== DATA ENTRIES ==
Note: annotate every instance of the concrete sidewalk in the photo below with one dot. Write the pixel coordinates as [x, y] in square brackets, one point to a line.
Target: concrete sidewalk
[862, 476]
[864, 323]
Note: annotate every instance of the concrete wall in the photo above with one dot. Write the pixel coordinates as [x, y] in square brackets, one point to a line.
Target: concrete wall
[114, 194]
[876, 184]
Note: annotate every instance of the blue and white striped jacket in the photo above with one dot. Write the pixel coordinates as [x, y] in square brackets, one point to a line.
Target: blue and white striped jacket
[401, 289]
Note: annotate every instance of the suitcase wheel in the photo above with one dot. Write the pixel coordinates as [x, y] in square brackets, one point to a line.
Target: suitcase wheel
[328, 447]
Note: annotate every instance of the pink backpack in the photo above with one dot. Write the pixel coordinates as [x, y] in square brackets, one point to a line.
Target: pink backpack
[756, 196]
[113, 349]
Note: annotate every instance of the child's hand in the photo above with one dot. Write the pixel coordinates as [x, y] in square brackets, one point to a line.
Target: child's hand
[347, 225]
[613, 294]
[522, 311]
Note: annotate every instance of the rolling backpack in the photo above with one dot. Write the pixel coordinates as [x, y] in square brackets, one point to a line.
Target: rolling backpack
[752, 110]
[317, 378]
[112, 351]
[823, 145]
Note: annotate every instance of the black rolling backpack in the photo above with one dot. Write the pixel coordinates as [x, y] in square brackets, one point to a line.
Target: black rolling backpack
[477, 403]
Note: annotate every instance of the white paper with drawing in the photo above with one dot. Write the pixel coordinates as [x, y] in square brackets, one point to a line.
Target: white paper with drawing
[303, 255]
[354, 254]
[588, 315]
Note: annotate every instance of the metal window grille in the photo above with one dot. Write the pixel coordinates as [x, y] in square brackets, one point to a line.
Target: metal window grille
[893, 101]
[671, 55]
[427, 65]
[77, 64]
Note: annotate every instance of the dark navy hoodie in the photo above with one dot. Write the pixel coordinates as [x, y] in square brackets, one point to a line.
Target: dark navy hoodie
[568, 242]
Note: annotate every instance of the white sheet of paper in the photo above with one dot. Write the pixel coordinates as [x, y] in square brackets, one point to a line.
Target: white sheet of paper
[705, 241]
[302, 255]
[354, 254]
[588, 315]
===
**WHAT THE EXERCISE ASKS**
Print all of the data above again, reproducing every line verbatim and in its original order.

**ANSWER TO THE TASK**
Note: annotate every instance of the concrete sidewalk in the photo below with one dot. Write the pixel coordinates as [x, y] in square brackets, one point to a line.
Target: concrete sidewalk
[862, 476]
[864, 323]
Note: annotate every instance of the concrete wall in the photo above with one dot. Write the pixel coordinates as [x, y] in square brackets, one point to a line.
Target: concrete wall
[114, 194]
[876, 184]
Note: annotate every instance of the blue and white striped jacket in the photo above with one dot. Write the pixel coordinates as [x, y] in square brackets, one point to a line.
Target: blue and white striped jacket
[401, 289]
Note: annotate every instance of the suitcase wheel in the photo above with one dot. Write the pixel coordinates as [x, y] in square brackets, one point to a line.
Target: suitcase wheel
[328, 447]
Note: annotate every instance of the pink backpack in the photo above with one dot. Write the pixel coordinates as [x, y] in square brackets, one point to a line.
Target: pink backpack
[756, 196]
[113, 349]
Note: annotate every instance of the child's hand in the photo above with one dot. Write the pixel coordinates as [x, y] in square brackets, one point to a line.
Target: child's hand
[347, 225]
[613, 294]
[522, 311]
Note: annotate every instance of the rolling backpack in the photo above with one dot. Write the pixel coordinates as [x, y] in square brackets, one point to a line.
Target: rolling backpack
[752, 110]
[317, 378]
[112, 351]
[823, 145]
Note: annotate every instance of the black rolling backpack in the photo above with one dot. Write the pixel coordinates as [x, y] in square brackets, one point to a line.
Target: black rolling backpack
[477, 403]
Note: annotate every instance of the white paper with drawing in the photo above with one dot. Write the pixel coordinates as [x, y] in square brackets, one point to a line.
Target: white paper with drawing
[303, 255]
[354, 254]
[588, 315]
Note: annotate every instance of the metal window grille in the photo above with one dot. Write the pixel coordinates as [x, y] in square brackets, one point to a line.
Target: metal window grille
[893, 101]
[671, 55]
[427, 65]
[77, 64]
Note: annotate every instance of the dark navy hoodie in the photo above with one dot. Write the pixel coordinates as [x, y] in square brackets, one point to a line.
Target: dark navy hoodie
[568, 242]
Note: annotate every instance of the white sheet of paper in the photo above with one dot. Write the pixel coordinates as [x, y] in square brackets, one point to a line.
Target: white sheet of paper
[705, 241]
[302, 255]
[354, 254]
[588, 315]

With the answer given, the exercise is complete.